▶ _Excerpt_
────────────────────────────────────────
I have a S3 bucket with around 4 million files taking some 500GB in total. I need to sync the files to a new bucket (actually changing the name of the bucket would suffice, but as that is not possible I need to create a new bucket, move the files there, and remove the old one).
I'm using AWS CLI's s3 sync
command and it does the job, but takes a lot of time. I would like to reduce the time so that the dependent system downtime is minimal.
I was trying to run the sync both from my local machine and from EC2 c4.xlarge
instance and there isn't much difference in time taken.
I have noticed that the time taken can be somewhat reduced when I split the job in multiple batches using --exclude
and --include
options and run them in parallel from separate terminal windows, i.e.
aws s3 sync s3://source-bucket s3://destination-bucket --exclude "*" --include "1?/*"
────────────────────────────────────────
▶ _Supplied information_
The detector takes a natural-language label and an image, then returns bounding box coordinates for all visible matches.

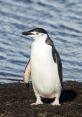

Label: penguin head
[22,28,48,40]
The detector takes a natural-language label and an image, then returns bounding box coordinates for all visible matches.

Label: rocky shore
[0,81,82,117]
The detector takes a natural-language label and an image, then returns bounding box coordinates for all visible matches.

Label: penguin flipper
[24,59,31,87]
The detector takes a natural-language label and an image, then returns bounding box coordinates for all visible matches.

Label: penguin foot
[31,102,43,106]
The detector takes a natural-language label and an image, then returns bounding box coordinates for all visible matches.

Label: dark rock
[0,81,82,117]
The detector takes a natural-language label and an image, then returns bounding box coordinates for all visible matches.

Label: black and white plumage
[22,28,63,105]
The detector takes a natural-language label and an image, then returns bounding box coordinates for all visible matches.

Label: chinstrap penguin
[22,28,63,105]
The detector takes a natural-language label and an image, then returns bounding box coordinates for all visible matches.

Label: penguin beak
[22,31,33,36]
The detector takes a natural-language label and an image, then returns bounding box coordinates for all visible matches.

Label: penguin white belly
[31,42,61,98]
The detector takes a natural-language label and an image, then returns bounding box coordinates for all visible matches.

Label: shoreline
[0,81,82,117]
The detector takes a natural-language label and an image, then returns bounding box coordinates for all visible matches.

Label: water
[0,0,82,83]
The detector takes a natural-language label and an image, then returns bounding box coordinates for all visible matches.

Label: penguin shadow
[41,90,77,103]
[60,89,77,103]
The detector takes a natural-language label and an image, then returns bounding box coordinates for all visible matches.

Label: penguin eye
[36,32,39,35]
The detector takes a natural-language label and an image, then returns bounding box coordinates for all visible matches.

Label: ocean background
[0,0,82,83]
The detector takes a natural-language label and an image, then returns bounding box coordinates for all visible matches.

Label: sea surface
[0,0,82,83]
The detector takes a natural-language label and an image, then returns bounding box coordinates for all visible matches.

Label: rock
[0,81,82,117]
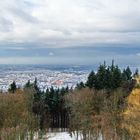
────────────────────────────────────────
▶ _Short exercise 1_
Copy out the S3 sync question above from "I have a S3" to "terminal windows, i.e.", with both of those phrases included.
▶ _Short exercise 2_
Pick up the post about syncing S3 buckets at the end of its last line and continue it from there.

▶ _Right answer 1_
I have a S3 bucket with around 4 million files taking some 500GB in total. I need to sync the files to a new bucket (actually changing the name of the bucket would suffice, but as that is not possible I need to create a new bucket, move the files there, and remove the old one).
I'm using AWS CLI's s3 sync
command and it does the job, but takes a lot of time. I would like to reduce the time so that the dependent system downtime is minimal.
I was trying to run the sync both from my local machine and from EC2 c4.xlarge
instance and there isn't much difference in time taken.
I have noticed that the time taken can be somewhat reduced when I split the job in multiple batches using --exclude
and --include
options and run them in parallel from separate terminal windows, i.e.

▶ _Right answer 2_
aws s3 sync s3://source-bucket s3://destination-bucket --exclude "*" --include "2?/*"
aws s3 sync s3://source-bucket s3://destination-bucket --exclude "*" --include "3?/*"
aws s3 sync s3://source-bucket s3://destination-bucket --exclude "*" --include "4?/*"
aws s3 sync s3://source-bucket s3://destination-bucket --exclude "1?/*" --exclude "2?/*" --exclude "3?/*" --exclude "4?/*"
Is there anything else I can do speed up the sync even more? Is another type of EC2
instance more suitable for the job? Is splitting the job into multiple batches a good idea and is there something like 'optimal' number of sync
processes that can run in parallel on the same bucket?
Update
I'm leaning towards the strategy of syncing the buckets before taking the system down, do the migration, and then sync the buckets again to copy only the small number of files that changed in the meantime. However running the same sync
command even on buckets with no differences takes a lot of time.
You can use EMR and S3-distcp. I had to sync 153 TB between two buckets and this took about 9 days. Also make sure the buckets are in the same region because you also get hit with data transfer costs.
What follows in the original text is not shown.